[Collected data]
━━━━━━━━━━━━━━━━
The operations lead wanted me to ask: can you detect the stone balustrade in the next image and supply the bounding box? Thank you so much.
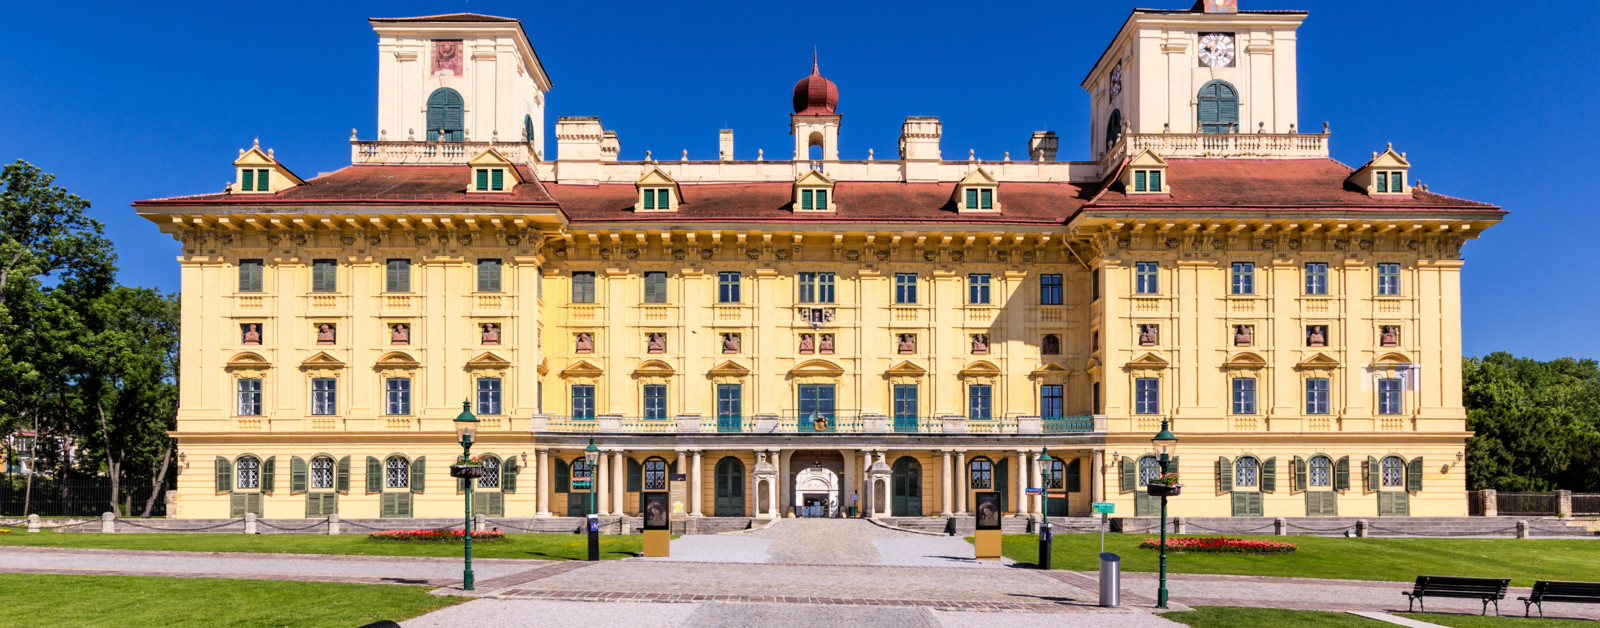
[530,413,1102,435]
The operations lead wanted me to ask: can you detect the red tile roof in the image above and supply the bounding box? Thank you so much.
[1089,159,1501,213]
[134,165,558,208]
[369,13,520,23]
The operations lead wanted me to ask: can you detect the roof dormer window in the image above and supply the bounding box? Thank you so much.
[231,140,302,194]
[239,168,270,192]
[642,187,672,210]
[635,168,681,212]
[1348,144,1411,196]
[964,187,994,210]
[466,149,523,194]
[1132,169,1162,193]
[792,169,836,212]
[475,168,506,192]
[1121,149,1169,195]
[1373,170,1403,194]
[800,188,828,211]
[954,168,1000,213]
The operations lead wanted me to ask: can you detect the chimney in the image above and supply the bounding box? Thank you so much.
[1029,131,1059,162]
[719,129,734,161]
[600,130,620,162]
[900,117,941,182]
[555,117,604,184]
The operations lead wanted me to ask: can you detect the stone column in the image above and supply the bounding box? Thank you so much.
[940,449,953,516]
[955,450,967,515]
[536,449,552,517]
[595,451,610,516]
[841,448,858,518]
[862,450,874,517]
[690,450,704,517]
[1012,450,1026,516]
[1091,449,1105,504]
[612,450,626,516]
[777,449,791,517]
[1027,450,1040,516]
[876,451,889,517]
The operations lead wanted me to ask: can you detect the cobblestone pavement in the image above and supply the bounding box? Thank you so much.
[649,519,1011,568]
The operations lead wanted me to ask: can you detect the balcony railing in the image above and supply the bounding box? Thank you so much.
[532,413,1103,435]
[350,139,536,165]
[1104,131,1330,168]
[1041,416,1094,433]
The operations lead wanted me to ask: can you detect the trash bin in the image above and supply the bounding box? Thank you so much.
[1098,552,1121,607]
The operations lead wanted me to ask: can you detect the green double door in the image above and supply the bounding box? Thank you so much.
[714,457,745,516]
[891,457,921,516]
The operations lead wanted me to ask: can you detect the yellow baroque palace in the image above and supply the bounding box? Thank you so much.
[136,5,1502,523]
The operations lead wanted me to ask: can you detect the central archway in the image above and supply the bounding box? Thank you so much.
[714,456,745,517]
[789,449,844,517]
[891,456,922,516]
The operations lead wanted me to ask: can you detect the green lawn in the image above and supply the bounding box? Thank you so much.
[0,573,462,627]
[994,533,1600,586]
[1161,606,1389,627]
[0,531,642,560]
[1396,613,1597,628]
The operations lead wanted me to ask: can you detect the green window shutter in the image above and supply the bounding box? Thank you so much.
[489,492,504,517]
[1231,492,1247,517]
[1134,171,1146,192]
[262,457,276,494]
[627,458,642,492]
[1324,492,1339,516]
[1334,456,1350,491]
[502,457,517,493]
[1406,457,1423,492]
[326,493,339,516]
[1378,492,1394,516]
[257,169,269,191]
[1261,457,1276,493]
[1217,456,1233,493]
[979,188,992,209]
[230,493,246,518]
[816,189,827,208]
[291,457,307,494]
[1391,172,1403,192]
[1376,172,1388,193]
[1150,170,1161,192]
[1135,492,1157,516]
[410,456,425,493]
[1120,456,1135,492]
[476,169,488,191]
[366,457,381,493]
[380,492,396,518]
[1303,491,1318,516]
[965,188,978,208]
[472,491,487,515]
[1366,456,1380,491]
[555,459,569,493]
[216,456,232,492]
[336,456,351,493]
[1293,457,1306,492]
[305,493,319,518]
[1249,492,1263,516]
[240,170,254,192]
[801,189,813,210]
[399,493,413,517]
[491,169,504,191]
[643,189,655,210]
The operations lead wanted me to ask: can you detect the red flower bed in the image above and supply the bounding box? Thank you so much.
[367,529,506,543]
[1139,536,1297,554]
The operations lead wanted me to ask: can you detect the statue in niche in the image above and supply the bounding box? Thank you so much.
[971,334,989,355]
[1042,334,1060,355]
[1307,325,1327,347]
[481,323,500,345]
[1381,325,1399,347]
[819,333,835,354]
[316,323,336,345]
[575,332,594,354]
[241,323,262,346]
[1234,325,1252,347]
[647,332,666,353]
[798,333,815,354]
[722,333,741,354]
[898,333,916,354]
[1139,324,1158,346]
[391,323,409,345]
━━━━━━━━━━━━━━━━
** EXERCISE BRIEF **
Make an exact copy of the records, pictures excluded.

** ANSWER BOX **
The operations lead wanted me to ask: can you detect the stone balustrade in the next image and supply the bounding box? Thank you so much.
[530,413,1102,435]
The operations lead wanted me to ask: can you detect the red tile roof in the image above and supply the bounding box? Thank you so much.
[1089,159,1501,213]
[134,165,558,208]
[369,13,520,23]
The operations lead wanted me to ask: can you detect the roof dormer window in the image above and supply the bounding box? Thank you so much.
[231,140,302,194]
[239,168,270,192]
[642,187,672,210]
[635,168,681,212]
[1348,144,1411,196]
[964,187,994,210]
[466,149,523,194]
[1132,169,1162,193]
[792,169,836,212]
[475,168,506,192]
[1121,149,1169,195]
[1373,170,1403,194]
[800,188,828,211]
[954,168,1000,213]
The operations lead wanted me to ask: can you detect the chimney in the image above and supply the bounding box? Thank you so much.
[1029,131,1059,162]
[719,129,734,161]
[600,130,620,162]
[900,117,941,182]
[555,117,604,184]
The operations lead wanted me to ask: can you detect the stone column in the image above and supply the bounding box? Thank you so much.
[940,449,953,516]
[955,450,967,515]
[536,449,552,517]
[595,451,610,516]
[841,448,858,518]
[862,450,874,517]
[690,450,704,517]
[1012,450,1026,516]
[1091,449,1105,504]
[612,450,626,516]
[777,449,791,517]
[1027,450,1040,516]
[876,451,889,517]
The operations lead wanted me to ask: can you detect the cobblestone pavement in the image above and supply the bounding box? Thank you so much.
[649,519,1011,568]
The operations lead wanted me to ask: can you detect the balcony railing in the image above and supply the bounding box? Thank you so much.
[532,413,1103,435]
[350,139,536,165]
[1104,131,1330,168]
[1041,416,1094,433]
The operations lead wanted me to ask: can you detect the trash bin in the image above and supply the bounding box? Thank you so much.
[1098,552,1121,607]
The operations lead wanted me to ask: can you detect the green double door in the image above and supply the bounding box? Thank you so much.
[714,457,745,516]
[891,457,921,516]
The operations lead wanted me to ask: can you detect the yellow baroque palace in the image above and supply the bounding box? Thank you so much.
[136,5,1502,523]
The operations lead wanted me to ask: can you detect the central archway in the image above and supply the bounding box? Thank you so much.
[714,456,745,517]
[789,449,844,517]
[891,456,922,516]
The operations lead wanted me to ask: can you detect the green lawn in the image above and supply the bounding box? Thank you so much.
[0,573,462,627]
[994,533,1600,586]
[1161,606,1389,627]
[0,531,642,560]
[1396,613,1597,628]
The operations lead wanted me to ask: can you detect the green window shutter in the image above and supply the bounding box? Thank you so much.
[489,492,504,517]
[1231,492,1247,517]
[1134,171,1146,192]
[262,457,276,494]
[627,458,642,492]
[1324,492,1339,516]
[1334,456,1350,491]
[502,457,517,493]
[1406,457,1423,492]
[326,493,339,516]
[1378,492,1394,516]
[257,169,269,191]
[1261,457,1276,493]
[1217,456,1233,493]
[979,188,992,209]
[230,493,246,518]
[816,189,827,208]
[291,457,307,494]
[1391,172,1403,192]
[1376,172,1388,193]
[1150,170,1161,192]
[1135,492,1157,516]
[410,456,425,493]
[1120,456,1135,492]
[476,169,488,191]
[366,457,381,493]
[380,492,396,518]
[1303,491,1318,516]
[965,188,978,208]
[472,491,487,515]
[1366,456,1380,491]
[555,459,569,493]
[216,456,232,492]
[336,456,351,493]
[1293,457,1306,492]
[305,493,319,518]
[1249,492,1263,516]
[240,170,254,192]
[801,189,813,210]
[399,493,413,517]
[491,169,504,191]
[643,189,655,210]
The operations lead wanted me to ask: can you detect the red flower bed in the image above and supply the bounding box? Thank you so much.
[367,529,506,543]
[1139,536,1297,554]
The operations lead wanted me to ask: can you detect the statue in niche in the image above and supply the bounding box? Thank you so much.
[971,334,989,355]
[1042,334,1060,355]
[1307,325,1327,347]
[481,323,500,345]
[1381,325,1399,347]
[819,333,835,354]
[316,323,336,345]
[575,332,594,354]
[241,323,262,346]
[1234,325,1252,347]
[647,332,666,353]
[798,333,815,354]
[722,333,741,354]
[898,333,916,354]
[1139,324,1158,346]
[391,323,409,345]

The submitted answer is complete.